● EXERCISE
Only one span of the listing below is wanted: the lines from the one with "493L595 488L576 477L544" through the one with "box: [454, 170, 470, 203]", reproduced exactly, both ends kept.

● EXCERPTED RECORDS
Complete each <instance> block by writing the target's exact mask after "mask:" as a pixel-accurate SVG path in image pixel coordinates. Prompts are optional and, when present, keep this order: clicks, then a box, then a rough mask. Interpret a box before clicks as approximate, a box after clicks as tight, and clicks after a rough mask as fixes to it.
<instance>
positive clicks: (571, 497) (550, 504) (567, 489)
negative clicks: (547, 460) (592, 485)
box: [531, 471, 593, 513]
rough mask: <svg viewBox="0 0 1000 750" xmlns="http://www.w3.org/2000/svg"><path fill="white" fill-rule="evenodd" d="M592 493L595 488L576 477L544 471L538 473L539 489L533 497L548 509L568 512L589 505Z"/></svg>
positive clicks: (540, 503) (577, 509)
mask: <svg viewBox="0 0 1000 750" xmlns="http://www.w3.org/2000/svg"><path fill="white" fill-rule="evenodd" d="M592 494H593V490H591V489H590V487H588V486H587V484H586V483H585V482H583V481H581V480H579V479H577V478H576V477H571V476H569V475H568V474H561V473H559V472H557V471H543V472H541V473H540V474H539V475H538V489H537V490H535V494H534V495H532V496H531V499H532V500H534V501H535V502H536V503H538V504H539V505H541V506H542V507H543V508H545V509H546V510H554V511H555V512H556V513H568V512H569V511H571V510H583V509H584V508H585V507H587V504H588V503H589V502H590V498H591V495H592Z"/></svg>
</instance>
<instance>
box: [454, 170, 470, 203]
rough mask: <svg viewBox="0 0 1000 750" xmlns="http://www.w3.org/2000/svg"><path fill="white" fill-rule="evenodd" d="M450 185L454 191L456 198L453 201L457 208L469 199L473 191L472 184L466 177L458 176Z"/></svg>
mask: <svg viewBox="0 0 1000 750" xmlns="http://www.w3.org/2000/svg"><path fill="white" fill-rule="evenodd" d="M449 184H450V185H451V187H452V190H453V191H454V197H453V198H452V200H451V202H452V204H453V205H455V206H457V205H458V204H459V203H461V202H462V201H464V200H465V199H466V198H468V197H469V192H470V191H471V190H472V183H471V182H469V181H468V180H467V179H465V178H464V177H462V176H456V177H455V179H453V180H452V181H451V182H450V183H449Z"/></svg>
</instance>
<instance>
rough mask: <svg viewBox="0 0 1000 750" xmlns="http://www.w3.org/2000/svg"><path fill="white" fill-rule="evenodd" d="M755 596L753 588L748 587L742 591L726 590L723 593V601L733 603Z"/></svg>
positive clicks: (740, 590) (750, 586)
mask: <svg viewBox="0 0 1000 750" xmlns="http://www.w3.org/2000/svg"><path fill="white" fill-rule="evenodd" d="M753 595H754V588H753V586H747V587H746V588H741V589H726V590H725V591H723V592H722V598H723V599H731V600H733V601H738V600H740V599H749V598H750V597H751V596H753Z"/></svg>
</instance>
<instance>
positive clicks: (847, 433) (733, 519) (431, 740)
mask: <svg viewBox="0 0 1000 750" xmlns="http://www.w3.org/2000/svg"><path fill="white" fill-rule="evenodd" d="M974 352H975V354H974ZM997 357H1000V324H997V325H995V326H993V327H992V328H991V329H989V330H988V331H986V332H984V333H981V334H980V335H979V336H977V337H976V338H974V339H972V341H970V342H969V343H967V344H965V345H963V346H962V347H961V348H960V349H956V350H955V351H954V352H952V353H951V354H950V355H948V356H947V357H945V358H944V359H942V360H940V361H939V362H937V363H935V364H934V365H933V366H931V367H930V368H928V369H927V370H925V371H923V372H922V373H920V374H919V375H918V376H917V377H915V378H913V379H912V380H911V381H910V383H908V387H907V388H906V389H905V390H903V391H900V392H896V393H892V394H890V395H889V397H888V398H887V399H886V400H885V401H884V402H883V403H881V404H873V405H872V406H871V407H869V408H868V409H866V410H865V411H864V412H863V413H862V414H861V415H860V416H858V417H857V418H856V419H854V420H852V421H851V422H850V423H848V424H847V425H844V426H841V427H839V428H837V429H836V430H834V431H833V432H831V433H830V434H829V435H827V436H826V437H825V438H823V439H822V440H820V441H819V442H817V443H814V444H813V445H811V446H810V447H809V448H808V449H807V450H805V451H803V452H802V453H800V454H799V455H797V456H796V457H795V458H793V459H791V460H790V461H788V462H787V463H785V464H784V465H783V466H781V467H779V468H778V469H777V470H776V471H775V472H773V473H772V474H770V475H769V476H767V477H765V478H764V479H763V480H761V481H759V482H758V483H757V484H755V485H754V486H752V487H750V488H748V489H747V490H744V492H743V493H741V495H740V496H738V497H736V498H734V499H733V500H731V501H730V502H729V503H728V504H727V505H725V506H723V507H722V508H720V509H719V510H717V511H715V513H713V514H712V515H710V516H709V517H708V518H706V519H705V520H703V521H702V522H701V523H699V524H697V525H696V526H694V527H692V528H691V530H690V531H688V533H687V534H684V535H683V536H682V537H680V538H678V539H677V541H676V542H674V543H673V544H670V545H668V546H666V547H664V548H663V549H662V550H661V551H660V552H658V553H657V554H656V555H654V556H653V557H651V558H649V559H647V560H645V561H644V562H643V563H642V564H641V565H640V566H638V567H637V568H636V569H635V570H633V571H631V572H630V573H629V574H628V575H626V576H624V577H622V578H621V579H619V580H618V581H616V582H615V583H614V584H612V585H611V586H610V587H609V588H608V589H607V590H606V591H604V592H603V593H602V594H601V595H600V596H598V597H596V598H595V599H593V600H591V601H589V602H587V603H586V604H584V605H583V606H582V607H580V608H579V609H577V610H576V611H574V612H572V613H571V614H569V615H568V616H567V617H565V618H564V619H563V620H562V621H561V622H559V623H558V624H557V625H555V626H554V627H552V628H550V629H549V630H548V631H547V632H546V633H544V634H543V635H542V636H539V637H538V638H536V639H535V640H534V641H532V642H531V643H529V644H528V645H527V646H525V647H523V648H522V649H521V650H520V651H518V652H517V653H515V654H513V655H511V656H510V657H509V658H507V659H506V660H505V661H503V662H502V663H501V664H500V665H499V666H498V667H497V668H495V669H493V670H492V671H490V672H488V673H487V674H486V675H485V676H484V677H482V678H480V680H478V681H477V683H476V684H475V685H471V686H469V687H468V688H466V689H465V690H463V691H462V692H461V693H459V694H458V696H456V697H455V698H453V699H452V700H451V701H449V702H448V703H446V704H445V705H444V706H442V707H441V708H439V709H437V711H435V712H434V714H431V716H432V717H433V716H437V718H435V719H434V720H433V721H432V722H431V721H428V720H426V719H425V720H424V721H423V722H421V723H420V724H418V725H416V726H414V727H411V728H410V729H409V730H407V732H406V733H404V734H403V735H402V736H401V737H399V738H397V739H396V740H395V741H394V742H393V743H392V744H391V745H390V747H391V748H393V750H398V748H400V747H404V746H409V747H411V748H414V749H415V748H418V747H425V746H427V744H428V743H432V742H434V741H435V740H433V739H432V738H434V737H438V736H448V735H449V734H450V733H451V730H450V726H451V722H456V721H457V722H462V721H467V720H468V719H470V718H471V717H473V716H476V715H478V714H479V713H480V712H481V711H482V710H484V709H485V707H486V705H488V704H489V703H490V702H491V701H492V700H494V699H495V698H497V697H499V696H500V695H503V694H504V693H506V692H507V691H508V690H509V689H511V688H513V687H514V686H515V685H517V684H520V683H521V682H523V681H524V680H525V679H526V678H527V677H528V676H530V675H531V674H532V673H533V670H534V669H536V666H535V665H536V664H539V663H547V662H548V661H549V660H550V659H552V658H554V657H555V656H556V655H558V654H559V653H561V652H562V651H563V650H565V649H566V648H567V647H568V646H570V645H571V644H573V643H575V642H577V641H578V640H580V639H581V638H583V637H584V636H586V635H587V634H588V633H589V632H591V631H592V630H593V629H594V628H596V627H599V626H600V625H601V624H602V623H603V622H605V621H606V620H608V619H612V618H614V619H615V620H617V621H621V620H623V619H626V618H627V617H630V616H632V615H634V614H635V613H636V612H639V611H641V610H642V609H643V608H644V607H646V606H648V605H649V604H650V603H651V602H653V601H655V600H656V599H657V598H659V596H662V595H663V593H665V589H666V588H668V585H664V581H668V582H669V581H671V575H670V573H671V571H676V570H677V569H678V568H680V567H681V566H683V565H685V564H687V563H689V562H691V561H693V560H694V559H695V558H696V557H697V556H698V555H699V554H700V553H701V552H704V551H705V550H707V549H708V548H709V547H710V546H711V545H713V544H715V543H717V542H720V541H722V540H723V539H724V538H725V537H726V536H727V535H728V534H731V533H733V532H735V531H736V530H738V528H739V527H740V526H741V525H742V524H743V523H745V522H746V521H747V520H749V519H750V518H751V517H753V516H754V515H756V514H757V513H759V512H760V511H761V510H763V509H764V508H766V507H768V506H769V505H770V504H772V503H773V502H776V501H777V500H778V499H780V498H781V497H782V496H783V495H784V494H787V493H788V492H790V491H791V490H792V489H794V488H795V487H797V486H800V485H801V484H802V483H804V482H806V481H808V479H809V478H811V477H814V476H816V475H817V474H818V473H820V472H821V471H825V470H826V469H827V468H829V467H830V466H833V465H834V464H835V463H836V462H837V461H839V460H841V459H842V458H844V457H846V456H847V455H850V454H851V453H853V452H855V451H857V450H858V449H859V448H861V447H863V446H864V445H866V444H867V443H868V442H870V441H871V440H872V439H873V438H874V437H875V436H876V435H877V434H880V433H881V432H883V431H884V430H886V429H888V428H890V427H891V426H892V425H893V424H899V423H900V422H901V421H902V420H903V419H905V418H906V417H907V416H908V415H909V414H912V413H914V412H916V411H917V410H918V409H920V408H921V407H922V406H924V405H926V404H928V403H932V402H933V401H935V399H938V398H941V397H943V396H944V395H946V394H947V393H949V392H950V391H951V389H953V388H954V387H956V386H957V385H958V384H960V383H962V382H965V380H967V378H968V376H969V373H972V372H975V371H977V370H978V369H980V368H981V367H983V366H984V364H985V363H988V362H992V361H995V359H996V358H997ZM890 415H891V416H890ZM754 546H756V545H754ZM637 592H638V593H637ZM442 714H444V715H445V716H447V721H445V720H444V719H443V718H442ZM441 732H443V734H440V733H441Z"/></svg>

● TASK RESPONSE
rough mask: <svg viewBox="0 0 1000 750" xmlns="http://www.w3.org/2000/svg"><path fill="white" fill-rule="evenodd" d="M592 493L595 488L576 477L544 471L538 473L539 489L533 497L548 509L568 512L589 505Z"/></svg>
positive clicks: (540, 503) (577, 509)
mask: <svg viewBox="0 0 1000 750" xmlns="http://www.w3.org/2000/svg"><path fill="white" fill-rule="evenodd" d="M592 494H593V490H591V489H590V487H588V486H587V484H586V483H585V482H583V481H581V480H579V479H577V478H576V477H571V476H569V475H568V474H561V473H559V472H557V471H543V472H541V473H540V474H539V475H538V489H537V490H535V494H534V495H532V496H531V499H532V500H534V501H535V502H536V503H538V504H539V505H541V506H542V507H543V508H545V509H546V510H554V511H555V512H556V513H568V512H569V511H571V510H583V509H584V508H585V507H587V504H588V503H589V502H590V498H591V495H592Z"/></svg>
</instance>
<instance>
box: [454, 170, 470, 203]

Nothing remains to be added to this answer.